• GIVEN PASSAGE:
──────────────────────────────

Jay Boy Adams

Location:
Comfort, Texas, US
Type:
Artist / Band / Musician
Genre:
Americana / Folk Rock / Blues
Site(s):
Label:
SMITH MUSIC GROUP/Rockin' Heart Records
Type:
Indie
Singer, songwriter and guitarist Jay Boy Adams refutes F. Scott Fitzgerald’s maxim that there are no second acts in American lives by having not just one but two notable musical careers. A pioneering roots-rock recording and touring artist from 1976 to 1982, he bowed out of music to raise a family and found one of the top tour bus transportation companies in the music business, and later help guide country star Pat Green to fame as his manager. And then returned to making music a quarter century later with his acclaimed Top 5 Americana chart album The Shoe Box in 2007.



Native Texan Adams released two albums on Atlantic Records in 1977 and 1978, and throughout the 1970s into the early ‘80s spent some 200 to 250 days a year on the road. But the grind of touring and pursuing his musical ambitions eventually took their toll, and he was also intent on being a good father and husband. So he put his guitar down, left the road and quit music. “When I walked away, I walked away,” says Adams.



But then country star Lee Roy Parnell invited Jay Boy to join him onstage at a show in 1997, and his songwriting muse and love for playing guitar and performing returned with a vengeance. He has since toured on George Strait’s 1999 Country Music Festival, headlined the Kerrville Folk Festival and also toured Europe as a special guest star with The Texas Tornados. Following the release of The Shoe Box, he hit the road again as a special guest opening for Stephen Stills.



Adams has also joined the Southern rock supergroup Brothers of the Southland alongside such notables as Jimmy Hall of Wet Willie, Henry Paul of The Outlaws and Blackhawk, “Dangerous” Dan Toler of the Allman Brothers, Steve Gorman of The Black Crowes, Bo Bice of “American Idol” fame and other top players. And he’s readying material for another album of his own and enjoying music more than ever before.



Adams grew up in Colorado City, Texas, the son of music loving parents. His future was sealed as a youth at his father’s Chevrolet dealership, where he learned business and auto mechanics and was tutored in the blues and R&B by the dealership’s African-American porter, Dewitt Bender. By his early teens Adam had taken up guitar and played in bands throughout his high school years. His college studies were soon interrupted by music.

──────────────────────────────

• ROWS:

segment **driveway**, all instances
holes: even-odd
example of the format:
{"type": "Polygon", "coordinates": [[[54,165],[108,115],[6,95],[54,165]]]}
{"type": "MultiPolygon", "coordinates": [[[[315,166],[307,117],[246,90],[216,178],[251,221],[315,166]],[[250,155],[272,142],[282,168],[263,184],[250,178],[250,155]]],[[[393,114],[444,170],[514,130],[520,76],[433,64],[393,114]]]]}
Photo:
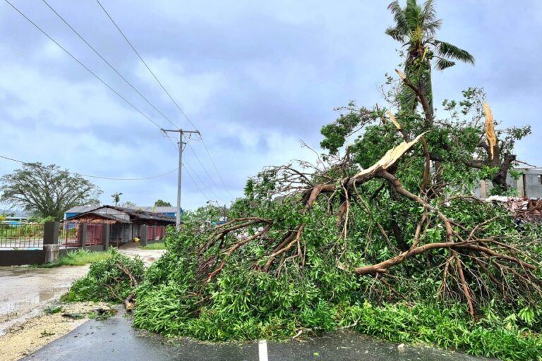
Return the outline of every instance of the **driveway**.
{"type": "MultiPolygon", "coordinates": [[[[164,252],[138,247],[119,250],[130,257],[140,257],[147,266],[164,252]]],[[[58,301],[89,268],[88,264],[50,269],[0,267],[0,360],[18,360],[85,321],[63,318],[58,314],[46,315],[44,310],[58,301]]],[[[66,308],[78,312],[96,307],[78,304],[66,308]]]]}
{"type": "Polygon", "coordinates": [[[200,343],[170,339],[131,327],[124,312],[105,321],[90,321],[36,353],[25,361],[476,361],[474,357],[429,347],[402,346],[352,331],[301,341],[248,343],[200,343]]]}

──────────────────────────────

• PROBLEMS TO WORK ON:
1. From the Jay Boy Adams profile, reproduce word for word everything from "Adams has also" down to "interrupted by music.".
2. Answer these questions using the Jay Boy Adams profile:
(a) In which years did Adams release his two albums on Atlantic Records?
(b) Which country star invited Adams to join him onstage at a show in 1997?
(c) Who tutored the young Adams in the blues and R&B at his father's dealership?
3. The Jay Boy Adams profile names several of Adams's fellow members in Brothers of the Southland. List every band that it links to one of those members.

• RESULTS OF THE EXERCISE:
1.
Adams has also joined the Southern rock supergroup Brothers of the Southland alongside such notables as Jimmy Hall of Wet Willie, Henry Paul of The Outlaws and Blackhawk, “Dangerous” Dan Toler of the Allman Brothers, Steve Gorman of The Black Crowes, Bo Bice of “American Idol” fame and other top players. And he’s readying material for another album of his own and enjoying music more than ever before.



Adams grew up in Colorado City, Texas, the son of music loving parents. His future was sealed as a youth at his father’s Chevrolet dealership, where he learned business and auto mechanics and was tutored in the blues and R&B by the dealership’s African-American porter, Dewitt Bender. By his early teens Adam had taken up guitar and played in bands throughout his high school years. His college studies were soon interrupted by music.

2.
(a) 1977 and 1978
(b) Lee Roy Parnell
(c) Dewitt Bender, the dealership's African-American porter

3.
Wet Willie
The Outlaws
Blackhawk
the Allman Brothers
The Black Crowes